Excerpted passage:
>> start

Re: [Scikit-learn-general] Error when using an array for one feature linear regression

Luca Cerone Tue, 24 Sep 2013 05:31:36 -0700

Thanks Vlad, and Jacques,
I agree that it is explained in the documentation, and probably cover such
cases would be cumbersome.


I am a long-time matlab user, that's why sometimes I wonder if certain
features are intended or not.

Thanks for the time, and for the trick on reshaping the vector!


On 24 September 2013 10:26, Vlad Niculae <[email protected]> wrote:

> Just to add, I don't think you need to reshape y. And reshaping x can be
> more briefly stated as x[:, np.newaxis].
>
> In my opinion supporting such cases, while convenient for users, would
> lead to annyoing branches and code that is harder to maintain and test. The
> important thing is being consistent.

>> end

Dataset rows on where objects appear:

>> start

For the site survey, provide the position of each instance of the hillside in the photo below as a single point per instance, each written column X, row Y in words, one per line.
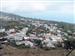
column 5, row 18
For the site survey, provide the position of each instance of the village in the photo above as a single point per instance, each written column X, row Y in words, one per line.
column 39, row 35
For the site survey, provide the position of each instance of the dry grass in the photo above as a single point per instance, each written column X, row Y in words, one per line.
column 12, row 51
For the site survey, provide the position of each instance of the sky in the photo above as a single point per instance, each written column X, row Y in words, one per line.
column 56, row 10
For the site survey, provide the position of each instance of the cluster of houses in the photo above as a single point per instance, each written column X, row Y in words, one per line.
column 52, row 39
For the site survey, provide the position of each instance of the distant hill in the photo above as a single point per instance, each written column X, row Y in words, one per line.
column 5, row 17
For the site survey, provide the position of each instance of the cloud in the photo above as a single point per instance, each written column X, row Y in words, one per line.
column 36, row 6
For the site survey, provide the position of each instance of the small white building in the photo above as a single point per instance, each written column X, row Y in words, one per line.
column 2, row 30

>> end

Task instructions:
**1.** From the scikit-learn mailing list reply, extract the passage from "Luca Cerone Tue, 24" to "reshaping the vector!".
**2.** Answer these questions using the scikit-learn mailing list reply:
(a) What program has Luca Cerone used for a long time?
(b) What shorter way to reshape x does Vlad Niculae give?
(c) What does Vlad Niculae say he doesn't think needs reshaping?
The rows have no connection to the scikit-learn mailing list reply.

Correct answers:
**1.**
Luca Cerone Tue, 24 Sep 2013 05:31:36 -0700

Thanks Vlad, and Jacques,
I agree that it is explained in the documentation, and probably cover such
cases would be cumbersome.


I am a long-time matlab user, that's why sometimes I wonder if certain
features are intended or not.

Thanks for the time, and for the trick on reshaping the vector!

**2.**
(a) Matlab
(b) x[:, np.newaxis]
(c) y